Organizers began building their effort last year and include Zach Thorn, former Clearwater Regional Chamber of Commerce vice president and now project manager for downtown real estate investor Daniels Ikajevs; Bud Elias, who owns a human resources consulting firm; and Grant Wood, a real estate developer and Clearwater Downtown Partnership Vice Chair.
The City Council is scheduled to discuss the topic at its work session today after Elias requested it be added. Becker said the goal is to see if there's political will for the council to explore putting the question on November's ballot.
"If Council doesn't allow for the citizens to have the ability to vote on it, it's no longer relevant," he said.
City Council members David Allbritton, Doreen Caudell, Bob Cundiff and Hoyt Hamilton said with specifics of the position sorted out, they would be willing to let voters decide if they want a change. Cretekos said there's no compelling need.
Cretekos, mayor since 2012, said the level of services and health of the government shows a city manager government has worked. He said downtown redevelopment will not happen overnight no matter who is in power.
"We keep hearing 'why aren't we more like Tampa or St. Petersburg?'" Cretekos said. "I keep going back to 'where have we dropped the ball for the citizens of Clearwater?' I don't think there's an answer to that because I don't think we have."
The prospect of a strong mayor has been studied by all four charter review committees formed during Horne's 18-year tenure. Former mayor Frank Hibbard pushed the idea while in office in 2007. The most recent charter review committee in 2015 suggested a task force gauge interest in a referendum in 2018, but it never moved forward.
Horne said more visibility from elected officials would still be possible under a city manager system, while keeping a professional administrator. He said the private sector's reluctance to invest in downtown and the city's continued tension with Scientology are the biggest barriers to growth that he's not convinced one politician can solve.
"Some of the people arguing for a change in a form of government believe if there was a single leader, meaning a strong mayor, they may have a better chance of turning this relationship around with the church," Horne said. "There is no evidence that would be the case. I've heard people who shudder at the idea that it could hasten something that everybody fears and that is it could lead to greater influence the church could have on downtown."
Brian Aungst Jr., a lawyer who chaired the 2015 charter review committee, said what has stalled the effort in the past was circumstance. For 18 years, the government had "the most successful city manager in the city's history."
But young professionals and other working leaders have been blocked from elected office because of the full-time commitments for the part-time job. Clearwater's part-time mayor is paid $24,755 while the full-time job in Tampa has a $156,062 salary. The mayor's salary in St. Petersburg is $188,130.
Some have shied from public office because Clearwater's weak mayor lacks authority, making the position more ceremonial than a vessel for change, he said.
With Horne's retirement in 2020, three Council seats coming open, and a chance to revive the downtown with the Imagine Clearwater redevelopment, Aungst said the stars are aligning to find a visionary with pull to elevate the city.
"If the question is ever going to be put up to the voters, this is the time to do it," Aungst said.

### Dataset rows
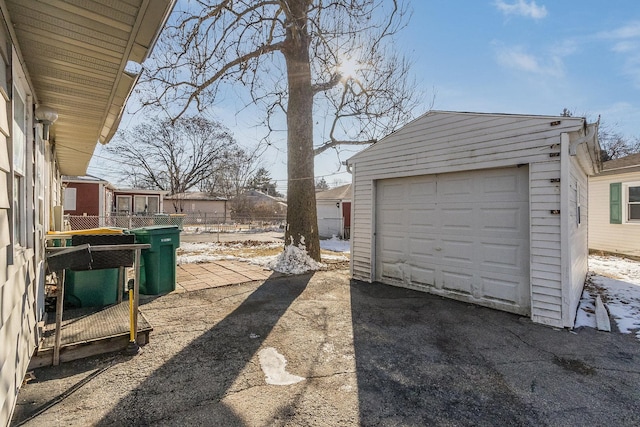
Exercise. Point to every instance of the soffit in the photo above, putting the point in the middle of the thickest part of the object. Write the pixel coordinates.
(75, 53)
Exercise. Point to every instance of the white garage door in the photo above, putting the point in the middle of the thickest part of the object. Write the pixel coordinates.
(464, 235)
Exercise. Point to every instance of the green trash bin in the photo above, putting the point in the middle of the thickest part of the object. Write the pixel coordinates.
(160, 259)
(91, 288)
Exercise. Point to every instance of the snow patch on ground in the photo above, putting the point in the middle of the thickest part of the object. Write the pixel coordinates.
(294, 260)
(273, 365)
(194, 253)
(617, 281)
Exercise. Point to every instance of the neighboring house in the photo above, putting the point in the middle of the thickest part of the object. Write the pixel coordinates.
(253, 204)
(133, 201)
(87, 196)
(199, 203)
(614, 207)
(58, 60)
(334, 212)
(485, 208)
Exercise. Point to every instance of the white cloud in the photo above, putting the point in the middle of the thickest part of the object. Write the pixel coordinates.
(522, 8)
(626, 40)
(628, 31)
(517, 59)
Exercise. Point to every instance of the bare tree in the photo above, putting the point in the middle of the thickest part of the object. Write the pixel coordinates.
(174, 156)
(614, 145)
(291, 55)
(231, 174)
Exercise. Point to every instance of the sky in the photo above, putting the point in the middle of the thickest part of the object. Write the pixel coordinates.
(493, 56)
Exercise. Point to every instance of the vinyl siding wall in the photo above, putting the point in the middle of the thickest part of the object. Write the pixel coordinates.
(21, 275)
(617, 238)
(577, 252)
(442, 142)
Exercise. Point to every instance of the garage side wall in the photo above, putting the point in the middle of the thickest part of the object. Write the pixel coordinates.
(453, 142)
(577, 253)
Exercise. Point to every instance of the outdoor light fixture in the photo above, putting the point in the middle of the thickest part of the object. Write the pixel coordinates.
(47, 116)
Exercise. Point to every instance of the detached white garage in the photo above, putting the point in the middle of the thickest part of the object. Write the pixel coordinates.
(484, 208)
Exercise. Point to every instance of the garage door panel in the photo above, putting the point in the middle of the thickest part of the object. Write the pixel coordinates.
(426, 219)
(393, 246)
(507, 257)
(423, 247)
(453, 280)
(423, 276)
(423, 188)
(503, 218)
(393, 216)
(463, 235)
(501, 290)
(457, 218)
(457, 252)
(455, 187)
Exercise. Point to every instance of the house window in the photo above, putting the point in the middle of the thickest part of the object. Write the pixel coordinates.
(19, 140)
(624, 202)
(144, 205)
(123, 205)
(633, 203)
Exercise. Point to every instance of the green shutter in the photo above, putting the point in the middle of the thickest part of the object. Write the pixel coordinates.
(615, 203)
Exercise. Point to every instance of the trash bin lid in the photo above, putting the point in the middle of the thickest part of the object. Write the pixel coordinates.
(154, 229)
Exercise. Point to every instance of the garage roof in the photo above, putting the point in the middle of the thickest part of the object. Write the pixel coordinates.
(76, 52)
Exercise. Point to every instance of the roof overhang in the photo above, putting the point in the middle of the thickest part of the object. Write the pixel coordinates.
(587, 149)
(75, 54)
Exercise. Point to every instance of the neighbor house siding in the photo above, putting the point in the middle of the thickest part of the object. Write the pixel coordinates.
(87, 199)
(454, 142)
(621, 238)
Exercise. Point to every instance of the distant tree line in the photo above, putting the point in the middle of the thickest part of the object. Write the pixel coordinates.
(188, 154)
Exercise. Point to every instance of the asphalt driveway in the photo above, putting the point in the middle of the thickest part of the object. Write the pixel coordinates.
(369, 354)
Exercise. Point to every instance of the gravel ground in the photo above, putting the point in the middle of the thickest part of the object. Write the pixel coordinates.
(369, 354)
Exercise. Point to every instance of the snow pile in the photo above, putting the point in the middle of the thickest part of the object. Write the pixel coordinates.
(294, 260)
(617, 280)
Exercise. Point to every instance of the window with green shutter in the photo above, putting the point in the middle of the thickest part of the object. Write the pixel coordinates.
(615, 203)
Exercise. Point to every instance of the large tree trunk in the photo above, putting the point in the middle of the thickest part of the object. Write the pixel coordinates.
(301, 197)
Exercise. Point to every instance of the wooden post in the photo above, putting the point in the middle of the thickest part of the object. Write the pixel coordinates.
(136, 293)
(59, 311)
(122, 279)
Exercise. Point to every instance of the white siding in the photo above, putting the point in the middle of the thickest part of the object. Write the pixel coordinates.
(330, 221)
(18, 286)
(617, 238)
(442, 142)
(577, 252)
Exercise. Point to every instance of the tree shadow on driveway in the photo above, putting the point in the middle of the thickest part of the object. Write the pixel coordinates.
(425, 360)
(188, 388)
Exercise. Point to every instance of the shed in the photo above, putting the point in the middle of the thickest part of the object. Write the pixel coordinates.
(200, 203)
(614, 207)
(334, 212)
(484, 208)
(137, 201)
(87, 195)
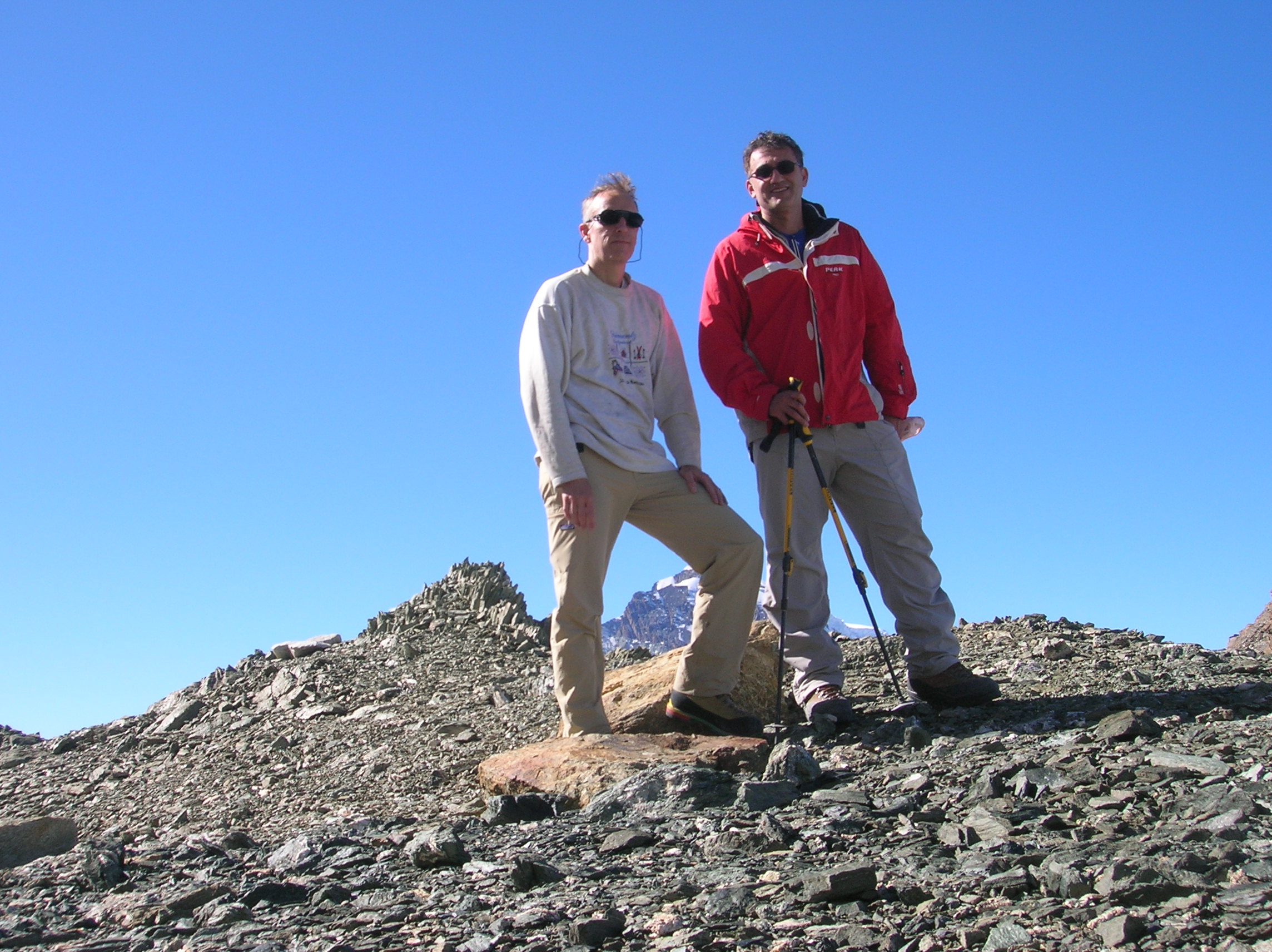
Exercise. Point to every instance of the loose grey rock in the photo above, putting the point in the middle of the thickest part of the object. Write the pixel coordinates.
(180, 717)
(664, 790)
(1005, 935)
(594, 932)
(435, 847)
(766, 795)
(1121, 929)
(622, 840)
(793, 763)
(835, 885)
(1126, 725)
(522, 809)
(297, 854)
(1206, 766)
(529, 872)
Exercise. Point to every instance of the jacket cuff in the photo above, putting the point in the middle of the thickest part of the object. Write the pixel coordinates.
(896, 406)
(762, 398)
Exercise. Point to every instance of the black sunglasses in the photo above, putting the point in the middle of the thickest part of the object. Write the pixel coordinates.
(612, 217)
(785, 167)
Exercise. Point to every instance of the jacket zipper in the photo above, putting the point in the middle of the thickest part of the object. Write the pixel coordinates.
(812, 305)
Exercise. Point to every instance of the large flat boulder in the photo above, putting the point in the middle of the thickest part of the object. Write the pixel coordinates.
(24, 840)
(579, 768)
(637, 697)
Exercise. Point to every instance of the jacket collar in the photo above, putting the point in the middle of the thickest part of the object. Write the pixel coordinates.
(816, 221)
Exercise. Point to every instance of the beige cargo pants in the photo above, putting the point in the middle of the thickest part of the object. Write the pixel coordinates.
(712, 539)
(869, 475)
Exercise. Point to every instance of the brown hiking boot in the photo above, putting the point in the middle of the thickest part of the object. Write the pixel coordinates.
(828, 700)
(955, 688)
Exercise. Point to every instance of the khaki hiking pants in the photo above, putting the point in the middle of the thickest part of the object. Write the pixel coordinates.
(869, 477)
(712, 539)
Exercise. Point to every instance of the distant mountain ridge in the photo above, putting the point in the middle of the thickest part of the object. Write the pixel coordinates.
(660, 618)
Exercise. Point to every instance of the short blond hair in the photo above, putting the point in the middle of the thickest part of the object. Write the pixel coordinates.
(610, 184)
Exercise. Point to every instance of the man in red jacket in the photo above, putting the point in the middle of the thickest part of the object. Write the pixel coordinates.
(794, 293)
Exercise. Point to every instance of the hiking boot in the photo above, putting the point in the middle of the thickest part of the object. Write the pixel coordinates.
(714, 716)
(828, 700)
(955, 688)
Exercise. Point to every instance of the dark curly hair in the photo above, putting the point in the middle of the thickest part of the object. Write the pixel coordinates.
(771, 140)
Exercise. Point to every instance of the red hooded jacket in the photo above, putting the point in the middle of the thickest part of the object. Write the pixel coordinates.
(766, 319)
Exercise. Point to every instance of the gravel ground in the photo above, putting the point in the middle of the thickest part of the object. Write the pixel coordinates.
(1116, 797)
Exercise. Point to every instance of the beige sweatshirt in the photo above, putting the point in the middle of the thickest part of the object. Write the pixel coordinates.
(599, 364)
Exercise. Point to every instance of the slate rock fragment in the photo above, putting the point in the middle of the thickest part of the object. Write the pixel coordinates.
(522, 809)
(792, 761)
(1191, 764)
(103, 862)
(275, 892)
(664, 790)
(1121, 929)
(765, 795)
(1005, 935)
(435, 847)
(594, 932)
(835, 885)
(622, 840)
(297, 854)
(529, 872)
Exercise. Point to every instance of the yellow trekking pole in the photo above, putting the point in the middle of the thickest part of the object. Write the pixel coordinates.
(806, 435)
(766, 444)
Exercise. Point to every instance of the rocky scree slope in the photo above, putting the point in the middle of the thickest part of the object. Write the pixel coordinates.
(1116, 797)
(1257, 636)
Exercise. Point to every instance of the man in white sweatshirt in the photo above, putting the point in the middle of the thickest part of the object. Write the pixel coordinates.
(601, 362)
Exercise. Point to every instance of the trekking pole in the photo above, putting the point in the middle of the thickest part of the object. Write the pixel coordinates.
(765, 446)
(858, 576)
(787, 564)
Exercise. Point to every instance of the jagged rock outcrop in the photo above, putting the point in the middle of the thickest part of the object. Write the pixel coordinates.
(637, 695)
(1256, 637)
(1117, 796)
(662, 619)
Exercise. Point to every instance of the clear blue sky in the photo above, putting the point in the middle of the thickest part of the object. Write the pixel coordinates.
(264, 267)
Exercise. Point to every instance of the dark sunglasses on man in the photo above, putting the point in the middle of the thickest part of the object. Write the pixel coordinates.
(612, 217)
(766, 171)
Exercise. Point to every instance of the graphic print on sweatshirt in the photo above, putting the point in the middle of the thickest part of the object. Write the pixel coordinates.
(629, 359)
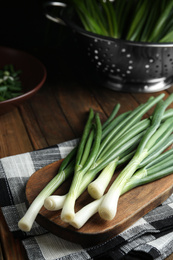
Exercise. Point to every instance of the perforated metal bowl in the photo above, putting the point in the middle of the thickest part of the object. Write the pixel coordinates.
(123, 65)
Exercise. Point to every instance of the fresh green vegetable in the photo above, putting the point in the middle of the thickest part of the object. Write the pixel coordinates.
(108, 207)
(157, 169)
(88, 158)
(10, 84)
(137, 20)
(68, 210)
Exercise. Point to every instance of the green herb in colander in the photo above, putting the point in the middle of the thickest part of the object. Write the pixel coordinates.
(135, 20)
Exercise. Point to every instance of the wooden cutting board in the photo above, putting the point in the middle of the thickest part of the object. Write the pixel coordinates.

### Task 1
According to the passage on Clearwater's form of government, how much is Clearwater's part-time mayor paid?
### Task 2
Return, word for word, the part of the passage on Clearwater's form of government starting with "But young professionals" and going on through "Petersburg is $188,130.".
The rows were gathered from a different source than the passage.

### Task response 1
$24,755

### Task response 2
But young professionals and other working leaders have been blocked from elected office because of the full-time commitments for the part-time job. Clearwater's part-time mayor is paid $24,755 while the full-time job in Tampa has a $156,062 salary. The mayor's salary in St. Petersburg is $188,130.